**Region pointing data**

- - - - - - -

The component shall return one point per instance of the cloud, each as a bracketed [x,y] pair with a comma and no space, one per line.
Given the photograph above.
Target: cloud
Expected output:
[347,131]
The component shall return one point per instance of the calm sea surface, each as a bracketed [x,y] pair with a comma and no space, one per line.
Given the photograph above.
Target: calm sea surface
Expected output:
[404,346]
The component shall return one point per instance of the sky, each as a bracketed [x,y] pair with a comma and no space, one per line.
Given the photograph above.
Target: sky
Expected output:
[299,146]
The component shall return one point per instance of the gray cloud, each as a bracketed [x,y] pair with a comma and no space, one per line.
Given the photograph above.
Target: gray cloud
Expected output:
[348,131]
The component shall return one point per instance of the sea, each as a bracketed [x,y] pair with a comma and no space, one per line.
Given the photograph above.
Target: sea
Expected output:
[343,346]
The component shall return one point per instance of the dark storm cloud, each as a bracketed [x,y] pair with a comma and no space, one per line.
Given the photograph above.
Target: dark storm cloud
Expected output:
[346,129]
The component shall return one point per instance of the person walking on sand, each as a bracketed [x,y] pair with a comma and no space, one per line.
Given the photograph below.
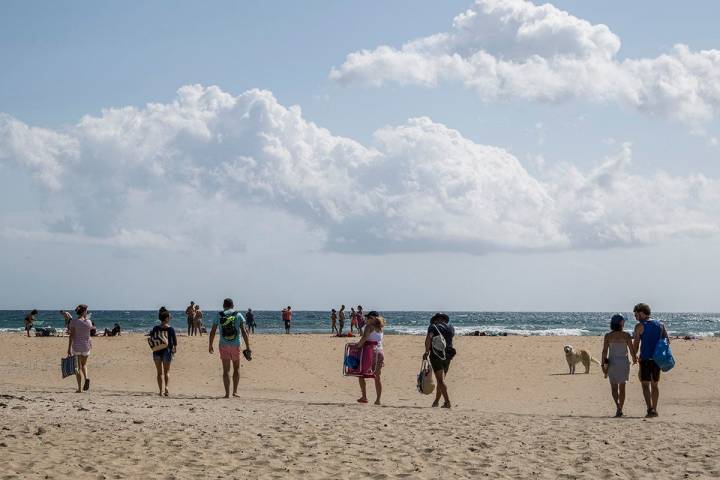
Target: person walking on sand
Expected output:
[250,319]
[287,318]
[439,348]
[162,358]
[372,338]
[361,319]
[341,319]
[232,325]
[197,321]
[616,365]
[353,320]
[29,320]
[647,335]
[333,322]
[79,344]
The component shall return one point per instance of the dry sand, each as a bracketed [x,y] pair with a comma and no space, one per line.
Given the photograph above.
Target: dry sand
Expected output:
[516,414]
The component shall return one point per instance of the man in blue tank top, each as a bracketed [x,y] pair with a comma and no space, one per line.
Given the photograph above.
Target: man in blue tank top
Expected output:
[648,333]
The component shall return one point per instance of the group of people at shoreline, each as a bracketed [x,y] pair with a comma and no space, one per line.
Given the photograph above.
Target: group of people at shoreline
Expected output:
[232,327]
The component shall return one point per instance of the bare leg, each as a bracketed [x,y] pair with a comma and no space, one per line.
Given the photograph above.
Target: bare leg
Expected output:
[226,377]
[363,391]
[647,394]
[378,386]
[655,395]
[158,369]
[166,368]
[236,376]
[83,367]
[442,387]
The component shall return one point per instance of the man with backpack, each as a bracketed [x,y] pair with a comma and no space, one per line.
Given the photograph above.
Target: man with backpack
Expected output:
[231,325]
[440,351]
[648,333]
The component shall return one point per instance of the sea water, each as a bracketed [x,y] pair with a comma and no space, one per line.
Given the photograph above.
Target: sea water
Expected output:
[398,322]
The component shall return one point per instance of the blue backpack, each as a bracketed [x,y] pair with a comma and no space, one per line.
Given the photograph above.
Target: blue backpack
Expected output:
[663,355]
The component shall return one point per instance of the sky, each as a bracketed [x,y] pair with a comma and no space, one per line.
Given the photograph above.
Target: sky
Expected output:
[421,155]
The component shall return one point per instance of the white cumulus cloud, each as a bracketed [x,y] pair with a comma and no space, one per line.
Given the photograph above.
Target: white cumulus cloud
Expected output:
[176,175]
[515,49]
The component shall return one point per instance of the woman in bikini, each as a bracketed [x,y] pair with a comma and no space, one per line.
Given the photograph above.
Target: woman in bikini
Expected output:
[79,343]
[372,338]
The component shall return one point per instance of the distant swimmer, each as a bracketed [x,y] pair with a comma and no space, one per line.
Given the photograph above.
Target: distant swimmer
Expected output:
[333,322]
[29,320]
[190,313]
[341,319]
[287,318]
[79,344]
[250,319]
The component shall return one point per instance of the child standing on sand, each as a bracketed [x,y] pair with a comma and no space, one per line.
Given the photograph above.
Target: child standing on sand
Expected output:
[616,365]
[372,338]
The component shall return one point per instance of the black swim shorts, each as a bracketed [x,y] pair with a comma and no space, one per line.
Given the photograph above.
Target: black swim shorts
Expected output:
[649,371]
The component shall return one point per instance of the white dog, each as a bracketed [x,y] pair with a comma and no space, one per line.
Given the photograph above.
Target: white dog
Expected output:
[573,357]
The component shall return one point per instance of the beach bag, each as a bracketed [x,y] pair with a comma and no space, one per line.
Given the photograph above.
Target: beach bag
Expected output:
[69,366]
[663,355]
[158,340]
[425,380]
[228,330]
[439,344]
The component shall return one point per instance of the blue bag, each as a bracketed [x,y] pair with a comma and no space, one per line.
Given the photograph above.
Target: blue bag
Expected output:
[663,355]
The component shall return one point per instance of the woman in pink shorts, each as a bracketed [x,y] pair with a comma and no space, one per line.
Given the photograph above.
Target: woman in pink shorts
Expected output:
[79,344]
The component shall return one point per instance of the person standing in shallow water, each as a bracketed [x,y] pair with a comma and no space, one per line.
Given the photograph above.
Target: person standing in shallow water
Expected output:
[29,320]
[287,318]
[616,365]
[647,335]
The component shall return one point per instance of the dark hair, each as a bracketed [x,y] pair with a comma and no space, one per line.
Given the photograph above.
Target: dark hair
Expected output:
[163,314]
[440,317]
[642,308]
[616,322]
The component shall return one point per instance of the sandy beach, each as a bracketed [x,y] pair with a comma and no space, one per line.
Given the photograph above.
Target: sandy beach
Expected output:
[516,414]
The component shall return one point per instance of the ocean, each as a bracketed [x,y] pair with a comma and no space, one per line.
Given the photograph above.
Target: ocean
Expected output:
[401,322]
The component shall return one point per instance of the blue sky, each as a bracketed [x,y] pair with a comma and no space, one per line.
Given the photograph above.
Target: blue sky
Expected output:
[151,236]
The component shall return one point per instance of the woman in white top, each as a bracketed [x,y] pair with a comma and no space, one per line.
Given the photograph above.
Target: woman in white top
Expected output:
[372,338]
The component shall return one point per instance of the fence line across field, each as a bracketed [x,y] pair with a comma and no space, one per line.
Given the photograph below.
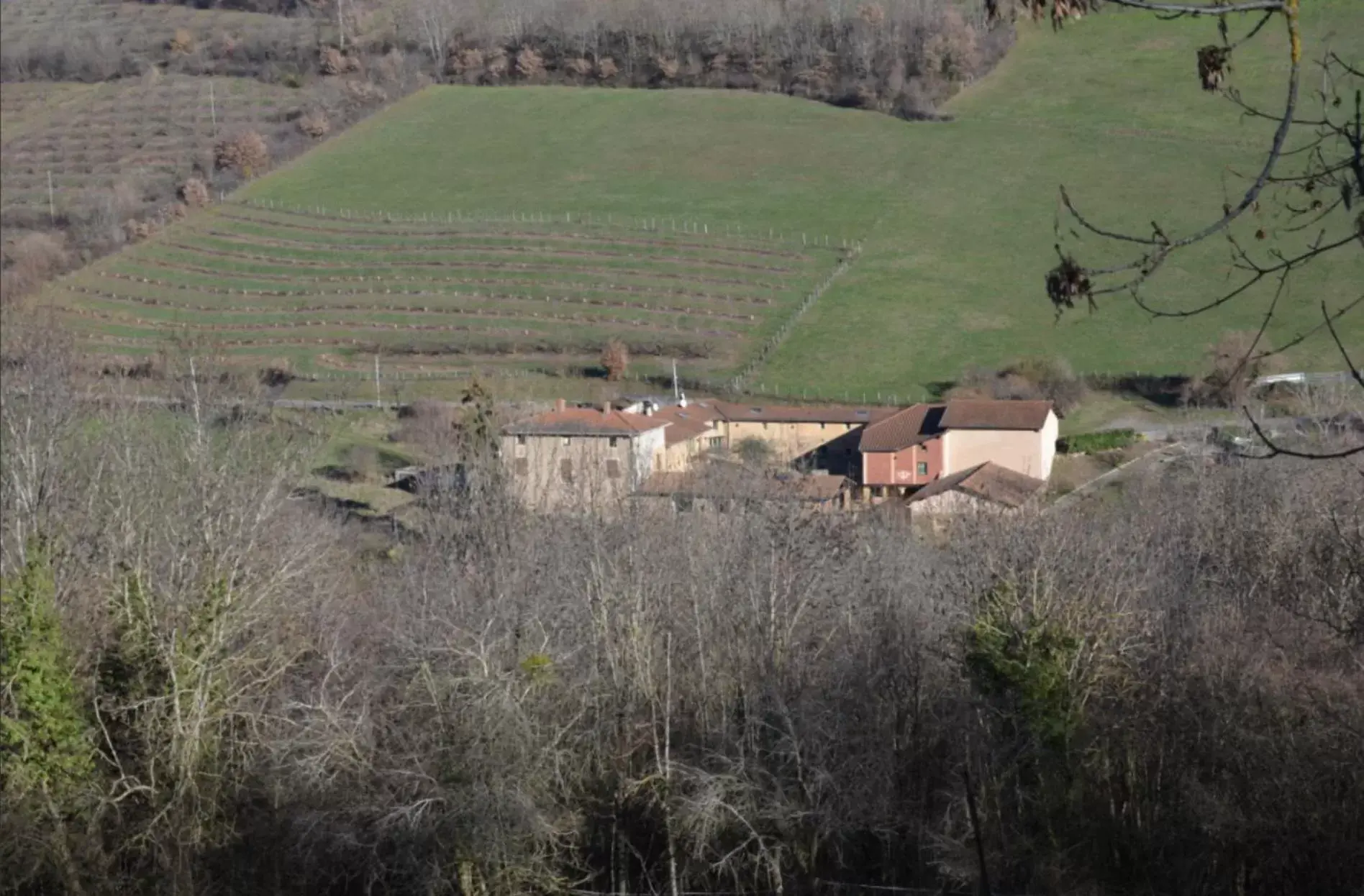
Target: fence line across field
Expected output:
[648,224]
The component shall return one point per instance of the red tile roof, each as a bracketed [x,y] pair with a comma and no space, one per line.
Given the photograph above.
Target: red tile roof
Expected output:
[988,482]
[899,431]
[761,412]
[995,415]
[586,421]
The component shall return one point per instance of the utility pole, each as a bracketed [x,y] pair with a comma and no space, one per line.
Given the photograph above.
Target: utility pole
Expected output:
[976,827]
[378,398]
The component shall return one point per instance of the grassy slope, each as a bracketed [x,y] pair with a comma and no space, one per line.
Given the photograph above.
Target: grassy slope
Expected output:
[957,217]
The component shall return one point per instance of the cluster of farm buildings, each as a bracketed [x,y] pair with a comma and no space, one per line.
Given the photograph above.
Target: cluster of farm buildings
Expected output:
[935,457]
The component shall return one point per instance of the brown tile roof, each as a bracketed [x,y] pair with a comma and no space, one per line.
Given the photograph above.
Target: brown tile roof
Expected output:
[911,426]
[761,412]
[586,421]
[988,482]
[685,430]
[995,415]
[685,423]
[814,487]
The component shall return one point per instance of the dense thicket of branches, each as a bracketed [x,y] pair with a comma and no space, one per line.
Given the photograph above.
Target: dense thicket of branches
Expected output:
[1158,695]
[891,55]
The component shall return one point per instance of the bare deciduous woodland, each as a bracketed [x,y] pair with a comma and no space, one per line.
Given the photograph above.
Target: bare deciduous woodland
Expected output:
[213,687]
[213,684]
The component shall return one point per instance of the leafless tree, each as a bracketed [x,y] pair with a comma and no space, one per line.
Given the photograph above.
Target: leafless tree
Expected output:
[1312,176]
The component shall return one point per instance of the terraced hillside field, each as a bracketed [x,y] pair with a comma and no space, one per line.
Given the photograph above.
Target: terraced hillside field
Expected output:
[91,137]
[957,217]
[444,295]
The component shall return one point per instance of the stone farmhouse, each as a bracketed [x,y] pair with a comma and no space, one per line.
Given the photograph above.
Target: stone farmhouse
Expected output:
[590,457]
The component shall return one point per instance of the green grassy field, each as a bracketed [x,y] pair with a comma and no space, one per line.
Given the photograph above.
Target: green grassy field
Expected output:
[957,219]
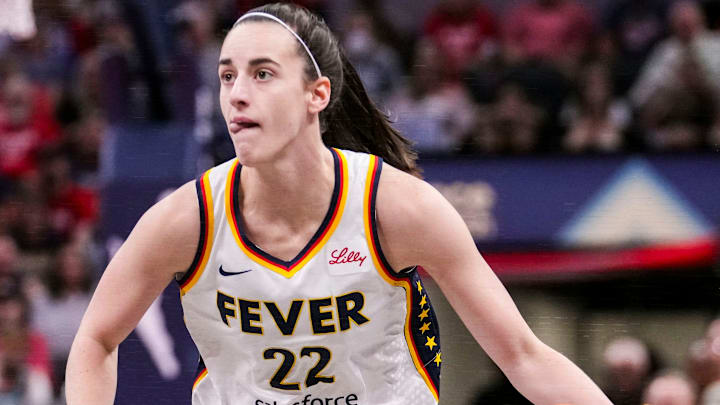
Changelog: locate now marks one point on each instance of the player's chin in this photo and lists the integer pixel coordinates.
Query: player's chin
(249, 155)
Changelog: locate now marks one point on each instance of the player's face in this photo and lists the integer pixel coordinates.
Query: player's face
(263, 93)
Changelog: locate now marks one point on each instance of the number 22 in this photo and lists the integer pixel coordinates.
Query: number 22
(313, 377)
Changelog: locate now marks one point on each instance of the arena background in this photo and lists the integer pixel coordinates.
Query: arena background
(595, 242)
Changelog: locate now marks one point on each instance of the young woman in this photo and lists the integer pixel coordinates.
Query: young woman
(298, 278)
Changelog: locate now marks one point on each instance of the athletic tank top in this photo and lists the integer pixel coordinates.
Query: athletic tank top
(333, 326)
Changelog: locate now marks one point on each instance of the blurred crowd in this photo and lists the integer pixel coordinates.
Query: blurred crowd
(527, 77)
(634, 374)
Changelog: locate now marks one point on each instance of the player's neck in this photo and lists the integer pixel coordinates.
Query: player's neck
(295, 186)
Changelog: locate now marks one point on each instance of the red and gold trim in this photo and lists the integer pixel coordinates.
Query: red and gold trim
(386, 272)
(328, 226)
(202, 254)
(199, 378)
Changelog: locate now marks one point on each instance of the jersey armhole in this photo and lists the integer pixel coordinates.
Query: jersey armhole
(205, 210)
(372, 185)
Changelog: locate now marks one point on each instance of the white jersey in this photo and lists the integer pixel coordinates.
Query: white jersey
(333, 326)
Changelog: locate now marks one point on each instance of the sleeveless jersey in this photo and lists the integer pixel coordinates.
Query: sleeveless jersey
(333, 326)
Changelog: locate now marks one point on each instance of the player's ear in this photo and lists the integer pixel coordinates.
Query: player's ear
(319, 94)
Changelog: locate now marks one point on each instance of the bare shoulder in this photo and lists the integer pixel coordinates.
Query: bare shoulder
(416, 224)
(403, 199)
(167, 234)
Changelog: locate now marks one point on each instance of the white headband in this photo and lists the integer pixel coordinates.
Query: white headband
(287, 27)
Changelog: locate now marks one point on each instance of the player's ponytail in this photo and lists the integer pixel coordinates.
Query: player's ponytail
(351, 120)
(354, 122)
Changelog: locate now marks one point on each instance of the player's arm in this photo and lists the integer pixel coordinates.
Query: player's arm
(417, 226)
(162, 244)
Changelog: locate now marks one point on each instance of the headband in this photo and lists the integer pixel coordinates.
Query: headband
(287, 27)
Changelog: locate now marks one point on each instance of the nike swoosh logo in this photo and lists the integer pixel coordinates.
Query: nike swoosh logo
(232, 273)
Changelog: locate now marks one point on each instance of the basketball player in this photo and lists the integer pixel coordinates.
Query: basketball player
(298, 277)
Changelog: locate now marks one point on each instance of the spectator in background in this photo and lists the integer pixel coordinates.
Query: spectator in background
(72, 208)
(508, 125)
(377, 64)
(670, 389)
(194, 67)
(25, 373)
(543, 44)
(434, 113)
(596, 120)
(82, 142)
(628, 365)
(677, 91)
(26, 124)
(706, 361)
(110, 74)
(464, 32)
(59, 308)
(555, 32)
(632, 28)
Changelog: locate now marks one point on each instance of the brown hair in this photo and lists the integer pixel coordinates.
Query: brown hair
(351, 120)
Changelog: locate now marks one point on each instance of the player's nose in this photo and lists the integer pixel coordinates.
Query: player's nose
(240, 92)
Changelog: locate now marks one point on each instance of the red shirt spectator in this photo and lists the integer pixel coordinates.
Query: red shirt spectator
(558, 31)
(26, 125)
(463, 31)
(71, 206)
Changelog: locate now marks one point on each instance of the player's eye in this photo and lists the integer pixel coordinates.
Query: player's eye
(227, 77)
(263, 75)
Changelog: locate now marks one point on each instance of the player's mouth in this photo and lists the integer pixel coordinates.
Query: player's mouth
(242, 124)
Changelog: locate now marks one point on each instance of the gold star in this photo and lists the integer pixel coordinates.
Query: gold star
(430, 342)
(438, 359)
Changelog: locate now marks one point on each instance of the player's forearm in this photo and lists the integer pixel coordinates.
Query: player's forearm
(91, 376)
(546, 377)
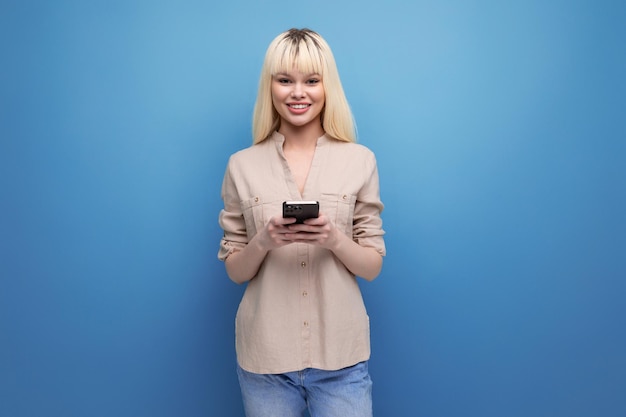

- - - - - - -

**Your assignment**
Those lines of the records that contain the string "thicket" should be identified and copied.

**Response area**
The component shall return one point per instance of the dense thicket of branches, each as a bracketed [x,y] pair with a comma and no space, one per line.
Target: dense thicket of branches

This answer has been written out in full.